Recorded data
>>>

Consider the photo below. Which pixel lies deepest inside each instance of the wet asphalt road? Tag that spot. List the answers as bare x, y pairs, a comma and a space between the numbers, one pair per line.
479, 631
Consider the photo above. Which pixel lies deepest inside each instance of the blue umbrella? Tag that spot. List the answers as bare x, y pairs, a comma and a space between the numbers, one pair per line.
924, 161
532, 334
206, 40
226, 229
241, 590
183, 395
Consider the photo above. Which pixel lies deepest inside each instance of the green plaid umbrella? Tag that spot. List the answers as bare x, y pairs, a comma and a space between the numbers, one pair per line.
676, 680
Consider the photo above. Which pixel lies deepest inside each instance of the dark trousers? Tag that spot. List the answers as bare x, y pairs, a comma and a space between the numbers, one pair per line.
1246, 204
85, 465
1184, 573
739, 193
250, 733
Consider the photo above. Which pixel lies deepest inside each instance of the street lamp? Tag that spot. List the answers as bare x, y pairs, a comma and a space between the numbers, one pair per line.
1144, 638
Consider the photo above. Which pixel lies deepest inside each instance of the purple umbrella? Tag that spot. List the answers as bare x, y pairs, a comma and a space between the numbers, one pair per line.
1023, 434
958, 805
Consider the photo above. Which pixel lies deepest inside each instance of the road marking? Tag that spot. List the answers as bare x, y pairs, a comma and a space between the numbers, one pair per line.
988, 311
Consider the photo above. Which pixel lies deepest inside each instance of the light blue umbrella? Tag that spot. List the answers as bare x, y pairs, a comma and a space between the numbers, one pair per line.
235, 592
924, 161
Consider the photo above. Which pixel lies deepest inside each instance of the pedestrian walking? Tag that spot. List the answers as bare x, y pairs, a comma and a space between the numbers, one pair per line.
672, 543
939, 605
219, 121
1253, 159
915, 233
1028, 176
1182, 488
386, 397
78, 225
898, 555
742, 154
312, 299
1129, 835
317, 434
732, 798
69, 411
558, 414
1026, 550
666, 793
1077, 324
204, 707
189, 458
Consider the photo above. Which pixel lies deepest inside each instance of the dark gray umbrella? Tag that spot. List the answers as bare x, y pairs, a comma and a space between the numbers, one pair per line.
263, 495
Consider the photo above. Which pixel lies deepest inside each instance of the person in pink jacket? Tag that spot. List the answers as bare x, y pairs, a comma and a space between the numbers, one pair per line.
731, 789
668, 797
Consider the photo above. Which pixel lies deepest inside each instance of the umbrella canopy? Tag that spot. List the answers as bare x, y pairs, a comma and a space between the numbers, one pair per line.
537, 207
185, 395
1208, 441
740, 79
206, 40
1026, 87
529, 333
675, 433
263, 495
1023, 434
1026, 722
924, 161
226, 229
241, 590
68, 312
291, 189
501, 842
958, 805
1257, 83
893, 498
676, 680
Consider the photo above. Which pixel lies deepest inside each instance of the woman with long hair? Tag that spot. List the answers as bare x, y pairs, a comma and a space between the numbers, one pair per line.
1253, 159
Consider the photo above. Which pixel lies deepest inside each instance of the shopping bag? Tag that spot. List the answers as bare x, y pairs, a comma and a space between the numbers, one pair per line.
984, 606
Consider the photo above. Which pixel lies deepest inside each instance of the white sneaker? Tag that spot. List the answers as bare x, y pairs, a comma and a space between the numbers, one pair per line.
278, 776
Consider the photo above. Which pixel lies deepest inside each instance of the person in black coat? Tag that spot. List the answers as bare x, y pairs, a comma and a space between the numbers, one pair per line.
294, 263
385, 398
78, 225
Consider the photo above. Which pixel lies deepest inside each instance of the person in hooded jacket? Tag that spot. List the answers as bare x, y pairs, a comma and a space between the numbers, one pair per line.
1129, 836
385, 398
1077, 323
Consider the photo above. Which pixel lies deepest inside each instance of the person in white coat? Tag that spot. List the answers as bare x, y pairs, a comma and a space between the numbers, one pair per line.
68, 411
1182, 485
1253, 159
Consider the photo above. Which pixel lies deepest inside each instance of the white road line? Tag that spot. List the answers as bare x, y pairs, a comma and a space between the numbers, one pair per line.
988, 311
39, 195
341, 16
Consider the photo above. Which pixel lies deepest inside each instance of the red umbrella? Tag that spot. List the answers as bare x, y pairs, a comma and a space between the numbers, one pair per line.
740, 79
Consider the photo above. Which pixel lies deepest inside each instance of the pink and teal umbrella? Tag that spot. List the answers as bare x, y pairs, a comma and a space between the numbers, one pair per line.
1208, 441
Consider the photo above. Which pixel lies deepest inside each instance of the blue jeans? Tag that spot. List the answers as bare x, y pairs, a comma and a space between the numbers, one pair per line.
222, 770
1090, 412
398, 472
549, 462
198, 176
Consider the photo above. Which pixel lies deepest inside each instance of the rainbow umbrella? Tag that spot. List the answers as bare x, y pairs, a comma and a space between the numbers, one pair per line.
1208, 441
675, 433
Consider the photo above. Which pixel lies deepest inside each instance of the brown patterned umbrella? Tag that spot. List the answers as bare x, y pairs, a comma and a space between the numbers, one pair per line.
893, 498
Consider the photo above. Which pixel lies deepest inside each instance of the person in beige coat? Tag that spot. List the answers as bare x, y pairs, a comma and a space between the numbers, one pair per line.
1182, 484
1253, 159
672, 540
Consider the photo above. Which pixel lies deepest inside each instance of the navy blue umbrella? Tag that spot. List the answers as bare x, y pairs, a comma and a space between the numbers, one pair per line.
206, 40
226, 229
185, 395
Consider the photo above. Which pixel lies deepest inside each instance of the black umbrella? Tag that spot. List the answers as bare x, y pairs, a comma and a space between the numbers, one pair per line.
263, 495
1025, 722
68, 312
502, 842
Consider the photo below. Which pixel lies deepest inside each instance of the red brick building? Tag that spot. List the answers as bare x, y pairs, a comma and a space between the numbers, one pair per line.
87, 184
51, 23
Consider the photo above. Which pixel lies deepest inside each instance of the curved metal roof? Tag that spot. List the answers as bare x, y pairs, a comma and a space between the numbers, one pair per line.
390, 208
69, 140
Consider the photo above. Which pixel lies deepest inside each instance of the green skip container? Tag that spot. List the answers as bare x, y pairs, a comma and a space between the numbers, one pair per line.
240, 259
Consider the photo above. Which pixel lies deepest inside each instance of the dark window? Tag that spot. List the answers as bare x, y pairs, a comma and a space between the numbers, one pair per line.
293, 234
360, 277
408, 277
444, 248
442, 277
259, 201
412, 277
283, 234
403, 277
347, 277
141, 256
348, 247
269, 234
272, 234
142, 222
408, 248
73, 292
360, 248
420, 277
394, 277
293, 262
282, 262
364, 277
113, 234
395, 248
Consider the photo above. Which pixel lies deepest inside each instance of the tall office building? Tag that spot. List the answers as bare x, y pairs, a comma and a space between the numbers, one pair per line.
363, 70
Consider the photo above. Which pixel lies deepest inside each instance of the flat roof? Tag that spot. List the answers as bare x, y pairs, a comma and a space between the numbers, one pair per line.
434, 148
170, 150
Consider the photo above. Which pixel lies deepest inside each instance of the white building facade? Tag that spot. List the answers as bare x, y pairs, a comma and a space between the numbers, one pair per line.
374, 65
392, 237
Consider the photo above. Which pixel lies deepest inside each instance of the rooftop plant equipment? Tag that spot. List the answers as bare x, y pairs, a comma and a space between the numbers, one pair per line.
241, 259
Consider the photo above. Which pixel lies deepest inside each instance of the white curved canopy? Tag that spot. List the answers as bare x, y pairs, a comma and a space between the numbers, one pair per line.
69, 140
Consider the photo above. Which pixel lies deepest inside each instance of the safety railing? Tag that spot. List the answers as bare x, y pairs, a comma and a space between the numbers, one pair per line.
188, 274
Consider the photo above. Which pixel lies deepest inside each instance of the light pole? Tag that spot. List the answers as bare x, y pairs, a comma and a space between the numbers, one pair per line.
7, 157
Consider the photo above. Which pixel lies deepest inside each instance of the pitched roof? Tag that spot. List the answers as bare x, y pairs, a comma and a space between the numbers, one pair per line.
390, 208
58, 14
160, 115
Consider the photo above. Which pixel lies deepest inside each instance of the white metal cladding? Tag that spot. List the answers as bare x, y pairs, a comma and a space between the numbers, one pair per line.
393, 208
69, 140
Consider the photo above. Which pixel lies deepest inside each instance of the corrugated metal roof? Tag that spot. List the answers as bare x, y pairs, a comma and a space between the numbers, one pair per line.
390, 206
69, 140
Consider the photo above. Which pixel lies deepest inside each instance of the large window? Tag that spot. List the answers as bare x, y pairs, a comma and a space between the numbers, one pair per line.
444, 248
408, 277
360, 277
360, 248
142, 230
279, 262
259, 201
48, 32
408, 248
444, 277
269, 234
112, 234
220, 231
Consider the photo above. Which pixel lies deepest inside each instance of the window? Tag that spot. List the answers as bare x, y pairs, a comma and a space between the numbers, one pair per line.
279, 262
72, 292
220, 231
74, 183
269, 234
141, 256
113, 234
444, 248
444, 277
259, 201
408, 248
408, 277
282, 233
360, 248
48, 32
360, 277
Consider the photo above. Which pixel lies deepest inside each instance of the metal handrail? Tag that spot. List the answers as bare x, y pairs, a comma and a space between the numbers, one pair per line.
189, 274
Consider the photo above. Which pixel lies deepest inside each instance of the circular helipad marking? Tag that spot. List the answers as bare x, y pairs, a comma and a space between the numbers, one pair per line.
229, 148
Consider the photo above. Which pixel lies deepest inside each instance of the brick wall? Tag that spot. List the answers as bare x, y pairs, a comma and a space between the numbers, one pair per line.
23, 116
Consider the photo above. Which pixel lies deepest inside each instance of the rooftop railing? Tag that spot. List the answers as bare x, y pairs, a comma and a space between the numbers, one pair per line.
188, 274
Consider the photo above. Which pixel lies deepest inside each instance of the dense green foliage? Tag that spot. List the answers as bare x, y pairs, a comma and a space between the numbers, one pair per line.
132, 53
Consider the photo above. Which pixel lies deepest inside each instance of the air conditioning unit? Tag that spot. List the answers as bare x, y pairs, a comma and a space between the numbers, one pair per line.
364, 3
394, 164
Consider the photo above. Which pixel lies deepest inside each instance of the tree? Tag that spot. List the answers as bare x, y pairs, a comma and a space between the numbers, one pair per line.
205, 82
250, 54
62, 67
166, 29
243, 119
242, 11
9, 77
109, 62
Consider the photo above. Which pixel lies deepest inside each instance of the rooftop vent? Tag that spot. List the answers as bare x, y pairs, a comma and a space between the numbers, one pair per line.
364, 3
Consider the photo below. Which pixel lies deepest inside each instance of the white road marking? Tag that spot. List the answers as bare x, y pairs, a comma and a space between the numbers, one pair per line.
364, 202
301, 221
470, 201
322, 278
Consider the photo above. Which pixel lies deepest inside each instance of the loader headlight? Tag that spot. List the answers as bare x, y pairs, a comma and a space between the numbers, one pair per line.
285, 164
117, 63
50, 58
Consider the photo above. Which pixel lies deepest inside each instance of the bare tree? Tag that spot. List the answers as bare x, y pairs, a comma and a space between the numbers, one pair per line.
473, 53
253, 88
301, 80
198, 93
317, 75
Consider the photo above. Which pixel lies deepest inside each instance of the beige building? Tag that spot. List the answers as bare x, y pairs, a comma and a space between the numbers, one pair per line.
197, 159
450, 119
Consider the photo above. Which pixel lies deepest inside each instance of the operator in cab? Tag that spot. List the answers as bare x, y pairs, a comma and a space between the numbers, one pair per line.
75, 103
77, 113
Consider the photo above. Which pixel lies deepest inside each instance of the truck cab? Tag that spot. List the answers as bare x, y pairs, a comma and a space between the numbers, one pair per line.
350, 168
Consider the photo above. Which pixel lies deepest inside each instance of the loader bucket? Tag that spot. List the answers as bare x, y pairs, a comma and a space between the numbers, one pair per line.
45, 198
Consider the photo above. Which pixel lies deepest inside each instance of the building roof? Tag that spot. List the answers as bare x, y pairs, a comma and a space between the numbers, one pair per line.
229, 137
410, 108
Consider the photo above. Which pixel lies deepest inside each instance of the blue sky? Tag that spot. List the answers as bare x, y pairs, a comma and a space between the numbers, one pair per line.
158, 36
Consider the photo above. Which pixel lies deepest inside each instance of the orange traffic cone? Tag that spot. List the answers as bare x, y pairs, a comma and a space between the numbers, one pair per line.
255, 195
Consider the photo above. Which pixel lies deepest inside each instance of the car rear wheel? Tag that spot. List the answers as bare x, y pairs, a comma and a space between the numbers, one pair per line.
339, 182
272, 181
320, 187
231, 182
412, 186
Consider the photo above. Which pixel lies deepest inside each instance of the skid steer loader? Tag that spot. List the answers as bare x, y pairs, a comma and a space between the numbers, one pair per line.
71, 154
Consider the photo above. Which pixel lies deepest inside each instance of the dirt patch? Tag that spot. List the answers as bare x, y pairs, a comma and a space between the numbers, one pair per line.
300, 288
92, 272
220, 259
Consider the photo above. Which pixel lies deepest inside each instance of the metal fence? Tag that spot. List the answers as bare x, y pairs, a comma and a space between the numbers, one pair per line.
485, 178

<<<

» What you are asked to do
Quote only the lines from the line containing "of the truck" through the end of the listing, please, keeping both the first and the last line.

» Result of this task
Consider the photo above. Which pixel lies deepest inside each instance of the truck cab? Tag that spot. List the answers as bare x, y pairs, a comma and a space between the numbers, one pair per line.
350, 168
Consider the photo above. Which pixel lies deepest inside each instance of the loader bucket? Tag that spot. List the answers as bare x, y pairs, a comma and a space between the numbers, one pair per line.
45, 198
Consider the photo above. Which pixel lies deepest inside each instance of the building roof? Tag that spot. List the answers as bare x, y pairs, a comma and a space between the numbers, one pair per line.
229, 137
410, 108
Consider the photo above. Which pixel lies deepest inside each instance of the blue sky? Tag that spot. List the answers as bare x, y pairs, a comma and a space between the numbers, one pair per line.
158, 36
Consider the photo above. Which pixel lies deepest inside each instance of the orange traffic cone? Tag that spot. List the answers as bare x, y pairs, a comma and a space between the numbers, one pair per line.
255, 195
Consider the photo above. Which pixel lies deepest inside each instance of the car rear wheel? Tag that spot. List the answers as bare x, y pairs, a comma and a space between the numbers, one pair per line.
339, 182
272, 181
320, 187
231, 182
412, 186
Consider the photo above. Which pixel lies deepest inside each instance of the skid steer loader? Tag that spot. List the answers as bare x, y pairs, a comma and a space between the numbers, one pair per line.
71, 154
Consider the photo above. Which pixel lies deepest inside each instance of the dirt patch? Tag that spot. List the answers as bare x, y pairs, a comma and a space between the numbers, one pair per line.
300, 288
92, 272
220, 259
Consider the photo above. Which pixel lies deepest inside each instance of the metal fence? Tag that spot. List the answers as bare x, y pairs, a comma and a space between the numbers, one pair per line.
485, 178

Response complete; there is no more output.